---------- Passage provided

UNITED STATES

SECURITIES AND EXCHANGE COMMISSION

Washington, D.C. 20549

 

Form 6-K

 

REPORT OF FOREIGN PRIVATE ISSUER PURSUANT TO RULE 13a-16 OR 15d-16

UNDER THE SECURITIES EXCHANGE ACT OF 1934

 

For the month of April 2022

 

Commission File Number: 001-39803

 

Meiwu Technology Co. Ltd.

(Translation of registrant’s name into English)

 

B401, 4th Floor Building 12, Hangcheng Street,

Hourui No. 2 Industrial District,

Shenzhen, People’s Republic of China

Telephone: +86-755-85255139

(Address of principal executive office)

 

Indicate by check mark whether the registrant files or will file annual reports under cover of Form 20-F or Form 40-F.

 

Form 20-F ☒ Form 40-F ☐

 

Indicate by check mark if the registrant is submitting the Form 6-K in paper as permitted by Regulation S-T Rule 101(b)(1): ☐

 

Note: Regulation S-T Rule 101(b)(1) only permits the submission in paper of a Form 6-K if submitted solely to provide an attached annual report to security holders.

 

Indicate by check mark if the registrant is submitting the Form 6-K in paper as permitted by Regulation S-T Rule 101(b)(7): ☐

 

Note: Regulation S-T Rule 101(b)(7) only permits the submission in paper of a Form 6-K if submitted to furnish a report or other document that the registrant foreign private issuer must furnish and make public under the laws of the jurisdiction in which the registrant is incorporated, domiciled or legally organized (the registrant’s “home country”), or under the rules of the home country exchange on which the registrant’s securities are traded, as long as the report or other document is not a press release, is not required to be and has not been distributed to the registrant’s security holders, and, if discussing a material event, has already been the subject of a Form 6-K submission or other Commission filing on EDGAR.

 

 

 

 
 

 

Departure of Director

 

On April 7, 2022, Ms. Yuanqin Li, an independent director of Meiwu Technology Co. Ltd.’s (the “Company”), chairperson of the nomination and corporate governance committee of the board of directors of the Company (the “Board”), member of the compensation committee and audit committee of the Board, resigned from her positions due to personal reasons, effective immediately. The resignation was not a result of any disagreements between Ms. Li and the Company on any matter related to the operations, policies, or practices of the Company.

--------------------
---------- Dataset records

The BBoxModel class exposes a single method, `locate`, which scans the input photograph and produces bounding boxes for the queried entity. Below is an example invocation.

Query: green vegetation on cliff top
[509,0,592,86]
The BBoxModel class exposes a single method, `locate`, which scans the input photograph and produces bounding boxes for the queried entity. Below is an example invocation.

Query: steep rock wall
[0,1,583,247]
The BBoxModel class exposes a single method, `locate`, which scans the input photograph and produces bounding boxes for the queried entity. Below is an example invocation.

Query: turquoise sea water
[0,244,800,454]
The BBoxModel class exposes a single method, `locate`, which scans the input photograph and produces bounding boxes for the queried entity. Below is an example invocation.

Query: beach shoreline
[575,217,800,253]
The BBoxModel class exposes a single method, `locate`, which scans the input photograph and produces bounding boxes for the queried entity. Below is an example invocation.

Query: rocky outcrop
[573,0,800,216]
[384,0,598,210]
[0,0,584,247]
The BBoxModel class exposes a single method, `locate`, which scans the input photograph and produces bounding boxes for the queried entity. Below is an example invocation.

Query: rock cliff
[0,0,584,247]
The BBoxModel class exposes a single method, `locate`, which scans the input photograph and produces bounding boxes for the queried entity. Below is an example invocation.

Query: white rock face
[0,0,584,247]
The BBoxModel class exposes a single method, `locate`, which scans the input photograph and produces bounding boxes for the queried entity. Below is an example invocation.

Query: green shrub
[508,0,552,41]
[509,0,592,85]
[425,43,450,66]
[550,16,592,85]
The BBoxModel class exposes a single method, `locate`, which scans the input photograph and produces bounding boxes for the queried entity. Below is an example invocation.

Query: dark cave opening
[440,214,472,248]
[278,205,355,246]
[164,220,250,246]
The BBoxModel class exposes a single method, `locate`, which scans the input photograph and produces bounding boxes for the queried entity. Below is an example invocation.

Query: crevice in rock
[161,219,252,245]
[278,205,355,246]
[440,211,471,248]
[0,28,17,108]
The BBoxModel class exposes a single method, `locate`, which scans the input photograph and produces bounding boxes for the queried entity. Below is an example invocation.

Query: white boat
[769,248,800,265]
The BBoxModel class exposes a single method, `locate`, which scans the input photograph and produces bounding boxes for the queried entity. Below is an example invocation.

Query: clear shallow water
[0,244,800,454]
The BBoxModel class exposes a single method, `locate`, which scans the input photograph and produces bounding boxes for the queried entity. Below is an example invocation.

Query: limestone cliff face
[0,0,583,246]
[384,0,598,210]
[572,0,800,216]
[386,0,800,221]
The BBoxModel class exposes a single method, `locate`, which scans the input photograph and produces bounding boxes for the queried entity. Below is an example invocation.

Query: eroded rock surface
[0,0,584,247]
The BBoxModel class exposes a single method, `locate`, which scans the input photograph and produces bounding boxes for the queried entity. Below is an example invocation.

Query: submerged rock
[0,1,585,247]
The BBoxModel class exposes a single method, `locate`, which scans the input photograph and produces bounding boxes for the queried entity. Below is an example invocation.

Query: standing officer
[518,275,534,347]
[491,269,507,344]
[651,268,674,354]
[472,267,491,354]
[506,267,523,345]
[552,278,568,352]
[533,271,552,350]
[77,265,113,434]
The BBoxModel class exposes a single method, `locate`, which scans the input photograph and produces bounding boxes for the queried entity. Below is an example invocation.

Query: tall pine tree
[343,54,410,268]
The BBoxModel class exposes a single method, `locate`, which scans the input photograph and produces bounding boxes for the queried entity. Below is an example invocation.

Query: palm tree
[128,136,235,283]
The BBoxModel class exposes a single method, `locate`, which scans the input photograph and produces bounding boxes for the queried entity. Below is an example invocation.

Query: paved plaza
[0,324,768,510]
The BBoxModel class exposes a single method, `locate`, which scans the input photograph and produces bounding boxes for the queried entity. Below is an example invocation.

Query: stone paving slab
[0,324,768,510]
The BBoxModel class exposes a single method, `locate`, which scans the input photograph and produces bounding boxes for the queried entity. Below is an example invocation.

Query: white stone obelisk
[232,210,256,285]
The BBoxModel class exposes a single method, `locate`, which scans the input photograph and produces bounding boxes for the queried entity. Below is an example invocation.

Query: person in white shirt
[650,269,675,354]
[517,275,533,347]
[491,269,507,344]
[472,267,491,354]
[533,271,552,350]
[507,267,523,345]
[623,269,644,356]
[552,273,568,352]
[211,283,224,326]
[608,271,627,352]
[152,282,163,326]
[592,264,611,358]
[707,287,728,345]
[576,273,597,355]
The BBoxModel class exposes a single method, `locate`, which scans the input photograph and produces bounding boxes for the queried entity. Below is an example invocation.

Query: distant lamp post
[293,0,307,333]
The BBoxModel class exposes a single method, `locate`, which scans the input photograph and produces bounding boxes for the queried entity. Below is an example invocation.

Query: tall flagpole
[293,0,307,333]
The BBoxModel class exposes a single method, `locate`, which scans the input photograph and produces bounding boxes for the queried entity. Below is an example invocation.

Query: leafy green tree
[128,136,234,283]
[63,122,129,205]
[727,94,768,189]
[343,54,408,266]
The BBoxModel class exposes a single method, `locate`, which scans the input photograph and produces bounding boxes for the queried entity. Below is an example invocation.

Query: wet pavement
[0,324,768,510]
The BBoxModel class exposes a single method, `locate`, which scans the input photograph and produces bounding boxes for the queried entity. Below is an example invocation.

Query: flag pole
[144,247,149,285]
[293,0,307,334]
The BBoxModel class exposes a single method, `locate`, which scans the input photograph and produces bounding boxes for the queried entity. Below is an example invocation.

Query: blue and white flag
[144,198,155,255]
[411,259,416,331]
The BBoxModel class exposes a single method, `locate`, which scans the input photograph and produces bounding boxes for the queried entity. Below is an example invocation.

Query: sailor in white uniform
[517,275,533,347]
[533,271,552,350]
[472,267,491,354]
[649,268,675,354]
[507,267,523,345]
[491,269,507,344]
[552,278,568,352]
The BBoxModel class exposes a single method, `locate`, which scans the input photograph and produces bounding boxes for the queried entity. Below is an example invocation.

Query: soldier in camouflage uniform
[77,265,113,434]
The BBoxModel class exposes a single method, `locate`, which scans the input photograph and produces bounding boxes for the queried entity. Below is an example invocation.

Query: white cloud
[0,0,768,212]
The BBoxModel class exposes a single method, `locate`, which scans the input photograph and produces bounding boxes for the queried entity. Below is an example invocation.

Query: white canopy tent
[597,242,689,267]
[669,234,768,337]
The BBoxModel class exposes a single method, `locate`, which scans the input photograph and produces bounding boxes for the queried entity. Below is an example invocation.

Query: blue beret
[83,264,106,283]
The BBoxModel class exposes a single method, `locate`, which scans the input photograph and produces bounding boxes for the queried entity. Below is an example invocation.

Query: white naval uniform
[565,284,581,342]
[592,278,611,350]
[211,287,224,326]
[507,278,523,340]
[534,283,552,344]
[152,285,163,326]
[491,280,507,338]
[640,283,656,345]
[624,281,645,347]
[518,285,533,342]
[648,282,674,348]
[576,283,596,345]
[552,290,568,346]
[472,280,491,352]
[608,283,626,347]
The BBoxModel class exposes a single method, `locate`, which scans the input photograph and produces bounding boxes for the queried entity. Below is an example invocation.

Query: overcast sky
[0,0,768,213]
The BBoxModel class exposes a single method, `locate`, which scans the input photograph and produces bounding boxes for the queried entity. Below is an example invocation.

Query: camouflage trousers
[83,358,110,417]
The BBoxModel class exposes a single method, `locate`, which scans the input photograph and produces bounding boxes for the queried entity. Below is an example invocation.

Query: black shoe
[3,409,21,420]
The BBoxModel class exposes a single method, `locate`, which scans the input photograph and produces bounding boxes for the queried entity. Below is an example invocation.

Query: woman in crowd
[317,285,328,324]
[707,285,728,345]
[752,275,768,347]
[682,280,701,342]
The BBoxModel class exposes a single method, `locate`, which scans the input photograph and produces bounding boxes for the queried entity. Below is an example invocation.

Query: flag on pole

--------------------

■ Given instruction:
Return the passage of the filing that runs from "On April 7, 2022, Ms." up to and including "of the Company.", copied word for word. These lines stand apart from the filing and are not part of it.

■ Output below:
On April 7, 2022, Ms. Yuanqin Li, an independent director of Meiwu Technology Co. Ltd.’s (the “Company”), chairperson of the nomination and corporate governance committee of the board of directors of the Company (the “Board”), member of the compensation committee and audit committee of the Board, resigned from her positions due to personal reasons, effective immediately. The resignation was not a result of any disagreements between Ms. Li and the Company on any matter related to the operations, policies, or practices of the Company.